◆ Dataset extract:
==================================================

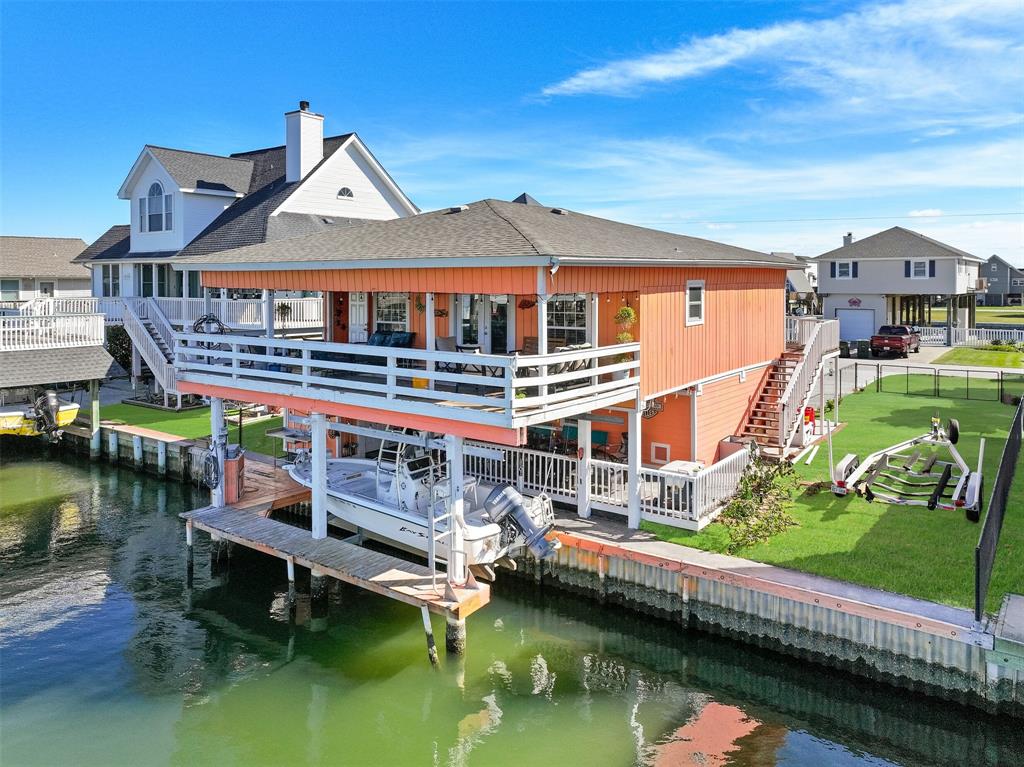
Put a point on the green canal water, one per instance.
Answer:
(108, 656)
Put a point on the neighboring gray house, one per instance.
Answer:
(1006, 283)
(35, 266)
(895, 277)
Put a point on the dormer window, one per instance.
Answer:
(155, 210)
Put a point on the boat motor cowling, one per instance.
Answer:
(506, 501)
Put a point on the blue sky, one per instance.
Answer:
(747, 122)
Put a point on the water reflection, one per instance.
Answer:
(111, 657)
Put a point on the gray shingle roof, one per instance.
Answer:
(41, 367)
(42, 256)
(895, 243)
(193, 170)
(494, 228)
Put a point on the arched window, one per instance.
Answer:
(155, 212)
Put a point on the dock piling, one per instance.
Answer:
(431, 646)
(455, 636)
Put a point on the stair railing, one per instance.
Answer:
(821, 340)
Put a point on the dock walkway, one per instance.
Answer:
(382, 573)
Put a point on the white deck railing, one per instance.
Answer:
(50, 332)
(494, 389)
(818, 338)
(681, 500)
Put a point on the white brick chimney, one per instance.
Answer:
(303, 141)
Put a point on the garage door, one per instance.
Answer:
(855, 324)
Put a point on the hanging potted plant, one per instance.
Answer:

==================================================

◆ What to do:
Word for word, restate the lines from the one holding "Put a point on the gray" to the last line of the records.

◆ Output of the task:
Put a point on the gray shingle roof, one per instance.
Answer:
(41, 367)
(42, 256)
(895, 243)
(193, 170)
(494, 228)
Put a point on the arched window, one per instance.
Answer:
(155, 212)
Put a point on the dock piling, one per instance.
Answer:
(431, 646)
(455, 636)
Put a point on the stair railing, one per instance.
Answer:
(821, 340)
Put a point on the dock walkway, one per instance.
Answer:
(382, 573)
Put a point on the white deck railing, one per instance.
Answer:
(50, 332)
(494, 389)
(818, 338)
(681, 500)
Put a point on the white brick chimney, one per instance.
Answer:
(303, 141)
Put a point on the garage door, one per instance.
Answer:
(855, 324)
Put a point on the hanging potted plant, one per instance.
Answer:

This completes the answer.